Output the entries exactly as they appear. Pictures should not be included.

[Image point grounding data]
*****

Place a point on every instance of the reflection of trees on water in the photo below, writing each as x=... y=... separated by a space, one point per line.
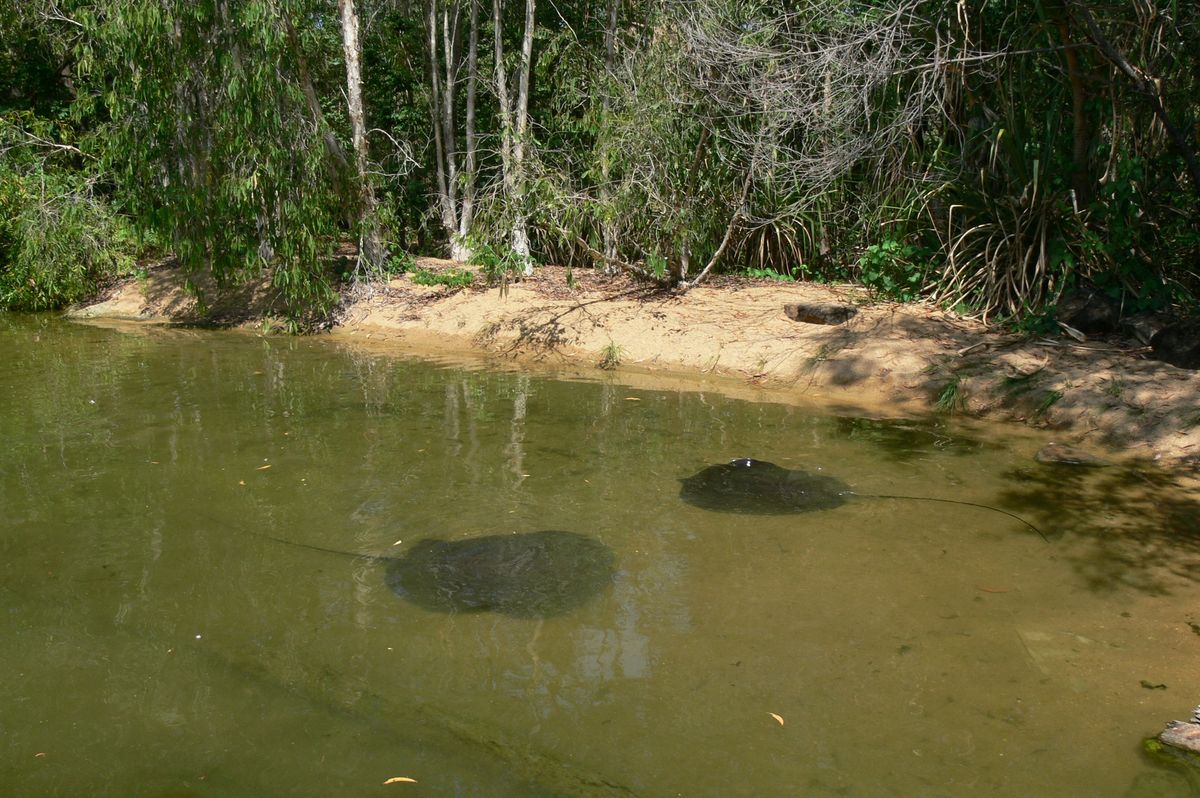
x=1132 y=527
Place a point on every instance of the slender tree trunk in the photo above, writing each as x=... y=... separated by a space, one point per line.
x=437 y=101
x=333 y=148
x=370 y=247
x=607 y=227
x=515 y=129
x=1081 y=139
x=467 y=217
x=455 y=168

*****

**RESPONSE TO THE EXERCISE**
Place a point on every instance of the reflection of trees on water in the photo below, writing each as x=... y=... separated by a space, one point per line.
x=1132 y=527
Place a point on every instance of the slender tree trunk in the photo above, writing each as x=... y=... separated by a space, one point per line.
x=437 y=101
x=333 y=148
x=370 y=247
x=607 y=227
x=515 y=129
x=1081 y=139
x=467 y=217
x=455 y=168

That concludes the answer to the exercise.